In the records below, find the line containing "detect the hazy", then extract that line and all subsequent lines exactly, leaving out everything else.

------ Data supplied

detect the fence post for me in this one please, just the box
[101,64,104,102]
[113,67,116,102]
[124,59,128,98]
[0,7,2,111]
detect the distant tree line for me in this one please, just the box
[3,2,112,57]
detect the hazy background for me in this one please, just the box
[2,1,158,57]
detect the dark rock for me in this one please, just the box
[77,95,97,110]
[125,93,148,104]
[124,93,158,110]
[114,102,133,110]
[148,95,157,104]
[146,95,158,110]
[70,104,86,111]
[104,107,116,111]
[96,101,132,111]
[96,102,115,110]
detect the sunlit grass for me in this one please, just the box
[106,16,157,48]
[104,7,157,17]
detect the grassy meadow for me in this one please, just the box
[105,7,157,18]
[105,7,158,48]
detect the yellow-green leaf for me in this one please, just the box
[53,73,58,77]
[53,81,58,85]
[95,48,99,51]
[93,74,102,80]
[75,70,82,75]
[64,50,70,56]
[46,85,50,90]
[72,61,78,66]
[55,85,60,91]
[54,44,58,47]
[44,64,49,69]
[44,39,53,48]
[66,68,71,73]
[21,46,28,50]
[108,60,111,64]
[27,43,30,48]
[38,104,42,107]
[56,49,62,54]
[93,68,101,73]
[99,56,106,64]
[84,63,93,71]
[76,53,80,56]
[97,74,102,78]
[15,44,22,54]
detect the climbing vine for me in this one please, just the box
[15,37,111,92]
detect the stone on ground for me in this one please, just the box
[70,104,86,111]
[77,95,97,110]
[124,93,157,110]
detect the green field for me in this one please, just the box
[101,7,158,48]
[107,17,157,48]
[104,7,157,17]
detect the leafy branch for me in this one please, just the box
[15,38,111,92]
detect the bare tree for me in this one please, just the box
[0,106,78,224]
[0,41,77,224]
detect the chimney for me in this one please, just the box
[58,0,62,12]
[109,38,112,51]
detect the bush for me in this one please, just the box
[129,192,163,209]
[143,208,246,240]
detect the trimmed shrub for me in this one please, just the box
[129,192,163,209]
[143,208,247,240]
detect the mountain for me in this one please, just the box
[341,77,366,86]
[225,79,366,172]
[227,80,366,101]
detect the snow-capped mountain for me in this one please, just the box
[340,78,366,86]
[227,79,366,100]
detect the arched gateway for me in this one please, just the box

------------

# Finished task
detect the hazy background for me in this one please, just the box
[2,1,158,57]
detect the dark rock for me in this one please, just the box
[77,95,97,110]
[125,93,148,104]
[124,93,158,110]
[114,102,133,110]
[148,95,157,104]
[146,95,158,110]
[70,104,86,111]
[104,107,116,111]
[96,101,132,111]
[96,102,115,110]
detect the sunlit grass for me in this one please, just the box
[106,16,157,48]
[104,7,157,17]
detect the grassy meadow for me in this one please, just the box
[105,7,157,18]
[105,7,158,48]
detect the yellow-green leaf for me in this one please, just the box
[53,73,58,77]
[53,81,58,85]
[95,48,99,51]
[93,74,102,80]
[75,70,82,75]
[64,50,70,56]
[46,85,50,90]
[72,61,78,66]
[55,85,60,91]
[54,44,58,47]
[44,64,49,69]
[44,39,53,48]
[66,68,71,73]
[21,46,28,50]
[108,60,111,64]
[27,43,30,48]
[38,104,42,107]
[56,49,62,54]
[93,68,101,73]
[99,56,106,64]
[84,63,93,71]
[76,53,80,56]
[97,74,102,78]
[15,44,22,54]
detect the climbing vine for me in this one please, just the box
[15,37,111,92]
detect the stone on ground for me in this one please, just the box
[70,104,86,111]
[77,95,97,110]
[124,93,157,110]
detect the green field for me in this one please, just the box
[101,7,158,48]
[107,17,157,48]
[104,7,157,17]
detect the leafy branch for me in this one please, just the box
[15,38,111,92]
detect the bare tree for me in this one please, just the box
[0,106,78,224]
[0,41,77,224]
detect the chimney for me in this one please, just the box
[58,0,62,12]
[109,38,112,51]
detect the bush for me in this one please, just the box
[129,192,163,209]
[143,208,246,240]
detect the trimmed shrub for me in this one please, just the box
[129,192,163,209]
[143,208,247,240]
detect the mountain for me in this one please, just the box
[341,77,366,86]
[225,79,366,172]
[227,80,366,101]
detect the snow-capped mountain for me in this one please, just the box
[340,78,366,86]
[227,79,366,100]
detect the arched gateway for me in this one please, just the box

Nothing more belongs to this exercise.